They offer no weed, nor smoke any, so maybe my vibe’s not right, too observant, not participatory enough. I lean back and watch out the windows.

They argue over the definition of “redundancy,” she arguing it’s an abstract noun, he arguing it’s a workplace term for someone who’s about to be fired. I tell them it can be either. They accept this, disappointed.

They shut off the Bob Marley. They ask me, “Have you ever heard Dane Cook?”

“No,” I say, fingering my own headphones.

They put on the Dane Cook. I lean back in the van and place my own earbuds in. I hear only a burst of Dane Cook before my music drowns him out. I listen for their laughs and laugh accordingly.

We pass sun-washed hills, hairpin curves, background mountains, and mussel farms.

I do not learn their names, because names are not important. We share an experience, an experience best seen through van windows. The best comments are short observations, acknowledgements of the beauty and experience without. These comments are succinct and sincere, unprofound and true.

They wish me the best, and I wish them the same.

To Hitchhike, Part I: To Ride in the Back of a Moving Van

Burnie, New Zealand • March 2007

I take a Christchurch city bus outside town one spring evening. I get out, wearing my rucksack on my back and my backpack on my front. I walk backwards with thumb extended. How this isn’t known as turtling I’ll never know. The sky darkens as the cars pass on by. In thirty minutes I have a ride.

Three young student boys with a moving van are on a supply run back to their house in Burnie, a hundred miles to the north. With all three boys in the cab, there isn’t any room. One of the boys nods towards the van’s cab: “If you’re okay with it, we’re okay with it,” he says. I’m okay with it.

I ride in the back, lying in total darkness on an old mattress that slides from one side to the other as the boys roar around curves and sprint down straightaways. They hurtle over potholes, the mattress hopping loose. I see only darkness, the lights of the highway sneaking in and framing an rectangle around the door’s edges. My gear tumbles and rolls across the floor. I feel giddy and nauseated. I laugh, feeling like I might throw up, not caring. I hear only the roaring engine and the laughter of the boys.

They’re drunk and effusive. At one point they stop to piss, pulling the sliding door up and asking if I need to go. I tell them I’m okay. “Good on yeh,” one of the boys says. He whoops and throws his beer bottle far off the road. The boys stretch and look around. “Welp,” one says, “Back in you go!” He slams the sliding door shut, and I resume the fluid darkness. They continue. It is a hilarious, nauseating trip. I could be cattle.

In Burnie, they pull up to a house where a party is in full effect. The boys let me out and look at the house party, then at me. They don’t really want to invite me; because we were separated in the van, we didn’t commiserate nor sympathize. To these boys I’m a harmless barnacle, a chuckling anecdote notable for it’s “So get this” factor. The lead boy shuffles his feet like an altar boy and asks, “So, uh, you wanna party or…?”

I tell him thanks for the ride, but that I’m going to keep moving. That night, I sneak into the Burnie hostel, arriving after the hostelier has gone to sleep. I find a dorm room, pick a bed, get into it, and set my alarm for 5:00 a.m. I leave the next morning before the hostelier wakes up, off and out and back onto the road, my thumb out, moving farther and farther.

——

STATED PROBLEM 1 -
Write out the hitchhiking story word for word, from "They argue over" to "my own headphones.".
STATED PROBLEM 2 -
Carry on the hitchhiking story from its last sentence.

RECORDED DATA -

——

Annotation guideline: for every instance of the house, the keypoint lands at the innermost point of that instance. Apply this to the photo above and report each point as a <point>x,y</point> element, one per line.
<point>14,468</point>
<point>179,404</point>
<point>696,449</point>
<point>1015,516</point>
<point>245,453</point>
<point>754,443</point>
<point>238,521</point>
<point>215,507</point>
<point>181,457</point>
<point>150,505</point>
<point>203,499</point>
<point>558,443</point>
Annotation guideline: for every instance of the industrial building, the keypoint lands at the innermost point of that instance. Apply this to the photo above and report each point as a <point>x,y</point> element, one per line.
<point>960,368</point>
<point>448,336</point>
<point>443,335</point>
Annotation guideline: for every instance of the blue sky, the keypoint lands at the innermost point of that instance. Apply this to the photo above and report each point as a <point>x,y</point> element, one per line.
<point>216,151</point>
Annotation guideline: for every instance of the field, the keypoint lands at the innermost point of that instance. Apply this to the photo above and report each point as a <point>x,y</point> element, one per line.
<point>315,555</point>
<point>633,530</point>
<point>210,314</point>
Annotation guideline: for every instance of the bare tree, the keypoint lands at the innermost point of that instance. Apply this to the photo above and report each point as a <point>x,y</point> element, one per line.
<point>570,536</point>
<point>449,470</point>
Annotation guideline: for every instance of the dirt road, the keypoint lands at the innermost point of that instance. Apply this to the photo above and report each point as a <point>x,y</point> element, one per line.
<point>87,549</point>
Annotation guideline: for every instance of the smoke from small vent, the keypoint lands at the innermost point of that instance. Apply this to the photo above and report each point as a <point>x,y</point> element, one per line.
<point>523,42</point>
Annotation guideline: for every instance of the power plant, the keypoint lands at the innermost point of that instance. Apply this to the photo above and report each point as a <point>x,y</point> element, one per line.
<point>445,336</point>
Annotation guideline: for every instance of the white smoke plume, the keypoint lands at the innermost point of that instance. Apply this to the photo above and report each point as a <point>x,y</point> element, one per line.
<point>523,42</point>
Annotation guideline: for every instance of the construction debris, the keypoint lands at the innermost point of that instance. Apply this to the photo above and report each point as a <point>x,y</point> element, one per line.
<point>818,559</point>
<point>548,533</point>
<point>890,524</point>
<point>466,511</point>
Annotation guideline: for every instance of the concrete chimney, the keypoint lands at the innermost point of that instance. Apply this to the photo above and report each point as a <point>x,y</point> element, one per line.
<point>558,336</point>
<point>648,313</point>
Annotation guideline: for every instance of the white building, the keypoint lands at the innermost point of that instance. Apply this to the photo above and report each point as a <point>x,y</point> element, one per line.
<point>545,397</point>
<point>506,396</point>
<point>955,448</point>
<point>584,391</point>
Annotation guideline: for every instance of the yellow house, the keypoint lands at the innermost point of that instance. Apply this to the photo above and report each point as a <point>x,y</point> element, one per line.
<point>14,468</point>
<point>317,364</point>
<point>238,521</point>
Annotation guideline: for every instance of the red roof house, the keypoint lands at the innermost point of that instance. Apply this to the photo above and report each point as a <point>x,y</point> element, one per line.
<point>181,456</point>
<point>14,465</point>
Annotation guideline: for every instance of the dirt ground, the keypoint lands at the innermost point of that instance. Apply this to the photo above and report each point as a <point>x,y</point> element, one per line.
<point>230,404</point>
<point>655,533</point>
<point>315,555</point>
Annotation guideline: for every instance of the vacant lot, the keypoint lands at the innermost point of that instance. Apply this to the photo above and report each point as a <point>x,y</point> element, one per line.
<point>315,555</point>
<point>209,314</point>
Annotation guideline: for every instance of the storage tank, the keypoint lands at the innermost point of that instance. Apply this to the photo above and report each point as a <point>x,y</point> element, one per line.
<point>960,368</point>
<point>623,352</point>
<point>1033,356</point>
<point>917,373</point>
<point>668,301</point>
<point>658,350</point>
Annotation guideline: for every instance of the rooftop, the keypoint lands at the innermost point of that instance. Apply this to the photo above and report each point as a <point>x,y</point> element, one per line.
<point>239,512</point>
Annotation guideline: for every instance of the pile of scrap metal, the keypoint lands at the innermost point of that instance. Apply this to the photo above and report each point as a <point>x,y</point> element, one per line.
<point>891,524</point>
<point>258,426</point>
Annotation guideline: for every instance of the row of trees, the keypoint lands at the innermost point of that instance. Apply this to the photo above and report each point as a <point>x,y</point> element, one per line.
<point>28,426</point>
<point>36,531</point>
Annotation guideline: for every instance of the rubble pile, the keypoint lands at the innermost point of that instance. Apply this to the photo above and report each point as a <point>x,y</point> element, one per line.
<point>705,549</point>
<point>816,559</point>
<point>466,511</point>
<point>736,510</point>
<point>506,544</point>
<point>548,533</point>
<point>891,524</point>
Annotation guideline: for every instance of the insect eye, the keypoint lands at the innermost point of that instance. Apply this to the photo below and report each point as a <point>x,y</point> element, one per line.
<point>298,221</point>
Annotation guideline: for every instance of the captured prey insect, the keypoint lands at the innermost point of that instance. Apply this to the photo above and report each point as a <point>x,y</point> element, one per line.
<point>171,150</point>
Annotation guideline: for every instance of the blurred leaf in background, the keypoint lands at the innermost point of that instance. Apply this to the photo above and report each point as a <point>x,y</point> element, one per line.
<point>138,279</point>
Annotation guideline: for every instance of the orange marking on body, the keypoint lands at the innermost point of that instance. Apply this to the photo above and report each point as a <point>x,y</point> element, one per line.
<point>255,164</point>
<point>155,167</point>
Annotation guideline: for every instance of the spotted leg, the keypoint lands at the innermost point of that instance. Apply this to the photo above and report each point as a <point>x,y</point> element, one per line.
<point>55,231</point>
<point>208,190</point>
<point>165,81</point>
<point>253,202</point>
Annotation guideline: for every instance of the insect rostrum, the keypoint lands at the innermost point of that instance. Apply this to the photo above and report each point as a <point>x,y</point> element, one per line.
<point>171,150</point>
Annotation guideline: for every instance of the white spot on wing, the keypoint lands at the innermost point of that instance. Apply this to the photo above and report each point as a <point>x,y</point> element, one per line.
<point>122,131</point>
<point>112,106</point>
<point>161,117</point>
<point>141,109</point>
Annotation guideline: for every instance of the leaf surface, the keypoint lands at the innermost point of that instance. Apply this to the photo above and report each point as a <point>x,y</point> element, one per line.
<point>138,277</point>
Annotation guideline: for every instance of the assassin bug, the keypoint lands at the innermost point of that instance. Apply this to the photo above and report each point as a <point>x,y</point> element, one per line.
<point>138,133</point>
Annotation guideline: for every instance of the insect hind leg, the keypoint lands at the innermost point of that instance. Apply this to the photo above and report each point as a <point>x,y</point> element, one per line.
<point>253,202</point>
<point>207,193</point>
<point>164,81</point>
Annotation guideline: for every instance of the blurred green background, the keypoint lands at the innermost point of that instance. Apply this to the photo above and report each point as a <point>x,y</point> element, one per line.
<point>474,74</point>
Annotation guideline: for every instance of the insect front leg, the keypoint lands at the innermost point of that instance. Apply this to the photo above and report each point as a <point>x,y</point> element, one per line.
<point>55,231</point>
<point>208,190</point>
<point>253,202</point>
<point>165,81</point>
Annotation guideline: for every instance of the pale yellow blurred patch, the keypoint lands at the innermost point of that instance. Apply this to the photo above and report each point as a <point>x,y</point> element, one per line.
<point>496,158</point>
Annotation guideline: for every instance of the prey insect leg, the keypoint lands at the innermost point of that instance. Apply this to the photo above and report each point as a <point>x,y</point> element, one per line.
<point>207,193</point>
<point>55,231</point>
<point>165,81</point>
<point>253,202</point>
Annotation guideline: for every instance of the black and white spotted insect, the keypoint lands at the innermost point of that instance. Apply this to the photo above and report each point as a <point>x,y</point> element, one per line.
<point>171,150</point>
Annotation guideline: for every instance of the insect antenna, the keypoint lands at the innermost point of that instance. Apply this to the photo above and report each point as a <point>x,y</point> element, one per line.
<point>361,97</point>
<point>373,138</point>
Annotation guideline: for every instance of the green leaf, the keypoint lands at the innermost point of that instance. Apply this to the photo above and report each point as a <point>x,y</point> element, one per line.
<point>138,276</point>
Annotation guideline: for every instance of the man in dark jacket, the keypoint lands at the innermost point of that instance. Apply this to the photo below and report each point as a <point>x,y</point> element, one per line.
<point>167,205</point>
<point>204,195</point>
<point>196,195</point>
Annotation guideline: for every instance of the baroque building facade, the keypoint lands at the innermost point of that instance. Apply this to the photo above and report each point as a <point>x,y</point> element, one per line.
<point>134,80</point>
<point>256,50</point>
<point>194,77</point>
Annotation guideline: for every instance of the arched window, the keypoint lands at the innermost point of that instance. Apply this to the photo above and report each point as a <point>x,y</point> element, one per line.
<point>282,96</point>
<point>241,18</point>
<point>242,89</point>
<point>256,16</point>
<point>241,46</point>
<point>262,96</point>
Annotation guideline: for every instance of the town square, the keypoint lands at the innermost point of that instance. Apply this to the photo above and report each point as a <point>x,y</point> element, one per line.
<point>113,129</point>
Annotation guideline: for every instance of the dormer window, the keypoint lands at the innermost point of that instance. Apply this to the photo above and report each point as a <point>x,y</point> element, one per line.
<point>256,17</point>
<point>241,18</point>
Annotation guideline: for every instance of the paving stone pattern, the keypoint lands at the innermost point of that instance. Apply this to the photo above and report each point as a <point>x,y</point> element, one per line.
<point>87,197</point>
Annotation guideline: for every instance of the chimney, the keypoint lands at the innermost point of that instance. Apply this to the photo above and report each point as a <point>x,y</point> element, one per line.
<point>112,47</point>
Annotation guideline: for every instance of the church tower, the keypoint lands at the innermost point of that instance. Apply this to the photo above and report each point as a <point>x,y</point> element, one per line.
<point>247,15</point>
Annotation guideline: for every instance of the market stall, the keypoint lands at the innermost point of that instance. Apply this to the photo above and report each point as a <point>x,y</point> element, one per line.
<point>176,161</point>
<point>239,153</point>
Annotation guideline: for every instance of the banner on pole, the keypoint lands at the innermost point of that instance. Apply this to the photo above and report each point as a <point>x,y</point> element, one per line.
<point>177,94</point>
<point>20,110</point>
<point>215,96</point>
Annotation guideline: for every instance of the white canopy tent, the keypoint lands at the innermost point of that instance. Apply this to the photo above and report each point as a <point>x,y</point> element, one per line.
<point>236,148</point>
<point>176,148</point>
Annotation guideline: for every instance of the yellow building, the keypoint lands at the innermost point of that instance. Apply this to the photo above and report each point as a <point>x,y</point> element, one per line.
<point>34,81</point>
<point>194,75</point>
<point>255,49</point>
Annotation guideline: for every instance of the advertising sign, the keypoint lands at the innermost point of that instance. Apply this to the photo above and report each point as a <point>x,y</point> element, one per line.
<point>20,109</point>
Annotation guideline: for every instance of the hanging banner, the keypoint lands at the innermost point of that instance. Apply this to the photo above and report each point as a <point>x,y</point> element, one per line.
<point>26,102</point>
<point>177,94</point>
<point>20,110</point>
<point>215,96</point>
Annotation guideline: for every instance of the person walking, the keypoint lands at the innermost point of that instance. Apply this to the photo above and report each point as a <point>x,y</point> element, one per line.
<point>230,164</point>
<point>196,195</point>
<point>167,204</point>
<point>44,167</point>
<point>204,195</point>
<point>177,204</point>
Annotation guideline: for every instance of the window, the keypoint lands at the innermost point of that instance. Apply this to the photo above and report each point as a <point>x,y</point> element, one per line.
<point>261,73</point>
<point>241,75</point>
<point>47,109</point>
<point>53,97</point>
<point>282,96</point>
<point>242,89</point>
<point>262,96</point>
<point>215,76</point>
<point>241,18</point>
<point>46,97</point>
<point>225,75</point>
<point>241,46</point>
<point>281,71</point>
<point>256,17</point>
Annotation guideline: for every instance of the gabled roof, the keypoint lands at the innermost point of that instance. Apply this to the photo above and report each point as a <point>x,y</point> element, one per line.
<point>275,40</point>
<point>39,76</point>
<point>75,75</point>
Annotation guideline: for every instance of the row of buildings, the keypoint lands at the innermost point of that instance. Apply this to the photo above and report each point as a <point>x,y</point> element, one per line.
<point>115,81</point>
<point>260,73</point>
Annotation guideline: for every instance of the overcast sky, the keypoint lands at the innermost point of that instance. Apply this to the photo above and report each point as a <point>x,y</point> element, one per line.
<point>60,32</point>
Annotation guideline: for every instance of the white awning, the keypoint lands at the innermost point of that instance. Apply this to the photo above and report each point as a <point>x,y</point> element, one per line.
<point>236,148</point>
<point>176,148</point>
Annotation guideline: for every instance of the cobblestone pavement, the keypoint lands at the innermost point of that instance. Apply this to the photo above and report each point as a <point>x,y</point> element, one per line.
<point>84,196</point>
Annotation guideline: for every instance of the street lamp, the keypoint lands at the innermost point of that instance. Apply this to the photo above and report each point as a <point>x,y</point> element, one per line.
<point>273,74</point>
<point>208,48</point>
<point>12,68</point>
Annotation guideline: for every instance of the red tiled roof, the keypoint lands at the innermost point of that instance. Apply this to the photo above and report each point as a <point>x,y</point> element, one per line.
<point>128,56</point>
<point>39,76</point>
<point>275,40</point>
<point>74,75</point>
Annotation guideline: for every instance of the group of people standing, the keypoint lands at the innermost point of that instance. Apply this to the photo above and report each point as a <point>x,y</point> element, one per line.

——

TASK OUTPUT 1 -
They argue over the definition of “redundancy,” she arguing it’s an abstract noun, he arguing it’s a workplace term for someone who’s about to be fired. I tell them it can be either. They accept this, disappointed.

They shut off the Bob Marley. They ask me, “Have you ever heard Dane Cook?”

“No,” I say, fingering my own headphones.

TASK OUTPUT 2 -
(How) To Hitchhike

TheHitchhiker
Motueka, New Zealand · March 2007

  1. Smile. Always smile. No matter if you’re having the most miserable day in the world, smile from ear to ear, beatifically, giving the world your best. And wave. Wave at every driver as he passes. If the driver heckles you or flips you off, wave at him.
  2. Move. Never, never sit and try not to stand still. If you have to stop, always remain standing, and leave your bag on your shoulders. The lazier you look, the less likely you are to be picked up. The more effort you show, the more drivers are going to perceive you as a hitchhiker in earnest, not one doing it as a freeloading lark.
  3. Consider the driver. Even the most charitable driver can’t pick you up if you don’t give him ample pullover space. If you find a good spot, especially one before a busy road with narrow shoulders, stand by it. Remain standing and smile. Intersections are recommended.
  4. Make eye contact with every driver you see. Oftentimes this means you’ll have to walk backwards, and as such, walk backwards. Run backwards. Letting the drivers see your eyes incurs last-second pangs of conscience and humanity which otherwise might be second-guessed or dismissed. Never, ever wear sunglasses.
  5. Do not hold a sign. Holding a sign merely reduces your chances of being picked up. If a driver is going almost where you’re going but not quite, you’ve lost a great opportunity by pigeonholing yourself to a destination. You may get rides incrementally, and that’s fine. Take them where you can get them, and get them.
  6. Do not flip off drivers as they pass you. No matter how strong the urge.
  7. Never give up. Whether you have to wait ten minutes or ten hours, you will find a ride.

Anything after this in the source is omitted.